Your objective:
Please rewrite the items as a numbered list, starting at their first line and ending at the line that contains "[[[565,109],[532,118],[427,163],[565,231],[603,233],[603,110]]]", both lines included and blank lines left out.

Task data:
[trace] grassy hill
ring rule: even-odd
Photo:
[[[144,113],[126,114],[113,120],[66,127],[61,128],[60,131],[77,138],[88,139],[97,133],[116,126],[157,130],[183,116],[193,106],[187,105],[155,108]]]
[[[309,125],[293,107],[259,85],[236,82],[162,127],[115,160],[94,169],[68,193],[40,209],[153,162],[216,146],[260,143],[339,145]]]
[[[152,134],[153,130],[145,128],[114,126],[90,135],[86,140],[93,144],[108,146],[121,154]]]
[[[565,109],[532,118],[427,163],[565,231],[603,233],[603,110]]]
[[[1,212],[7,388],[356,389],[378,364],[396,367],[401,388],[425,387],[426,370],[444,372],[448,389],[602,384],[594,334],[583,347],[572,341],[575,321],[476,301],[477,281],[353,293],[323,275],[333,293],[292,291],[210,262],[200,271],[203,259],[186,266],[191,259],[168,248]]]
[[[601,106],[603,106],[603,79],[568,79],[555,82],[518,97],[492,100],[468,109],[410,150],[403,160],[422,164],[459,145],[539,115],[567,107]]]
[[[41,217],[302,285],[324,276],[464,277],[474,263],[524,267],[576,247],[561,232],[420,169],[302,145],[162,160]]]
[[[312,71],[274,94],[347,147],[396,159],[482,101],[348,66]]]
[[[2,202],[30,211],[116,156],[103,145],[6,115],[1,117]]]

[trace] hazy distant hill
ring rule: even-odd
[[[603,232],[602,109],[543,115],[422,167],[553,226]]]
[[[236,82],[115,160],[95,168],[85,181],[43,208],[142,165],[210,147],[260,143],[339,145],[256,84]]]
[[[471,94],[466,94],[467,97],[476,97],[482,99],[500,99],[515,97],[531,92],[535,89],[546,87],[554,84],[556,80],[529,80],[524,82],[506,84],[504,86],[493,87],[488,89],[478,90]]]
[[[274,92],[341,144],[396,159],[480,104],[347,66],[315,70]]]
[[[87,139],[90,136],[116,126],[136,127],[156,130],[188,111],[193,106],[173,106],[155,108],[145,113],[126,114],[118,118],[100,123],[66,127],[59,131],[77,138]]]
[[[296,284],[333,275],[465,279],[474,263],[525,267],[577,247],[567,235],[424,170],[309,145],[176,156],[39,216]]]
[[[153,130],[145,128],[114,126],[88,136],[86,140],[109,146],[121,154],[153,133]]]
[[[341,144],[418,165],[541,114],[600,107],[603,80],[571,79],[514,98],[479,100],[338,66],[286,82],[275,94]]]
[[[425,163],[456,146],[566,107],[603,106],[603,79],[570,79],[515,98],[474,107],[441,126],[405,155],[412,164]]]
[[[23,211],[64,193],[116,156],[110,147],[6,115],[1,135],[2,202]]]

Written response:
1. [trace] grassy hill
2. ring rule: even-odd
3. Photo:
4. [[[144,113],[126,114],[113,120],[66,127],[61,128],[60,131],[77,138],[88,139],[97,133],[116,126],[157,130],[183,116],[193,106],[187,105],[155,108]]]
5. [[[309,125],[293,107],[259,85],[236,82],[162,127],[115,160],[94,169],[68,193],[40,209],[153,162],[216,146],[260,143],[339,145]]]
6. [[[152,134],[153,130],[145,128],[114,126],[90,135],[86,140],[93,144],[108,146],[121,154]]]
7. [[[565,109],[532,118],[427,163],[565,231],[603,233],[603,110]]]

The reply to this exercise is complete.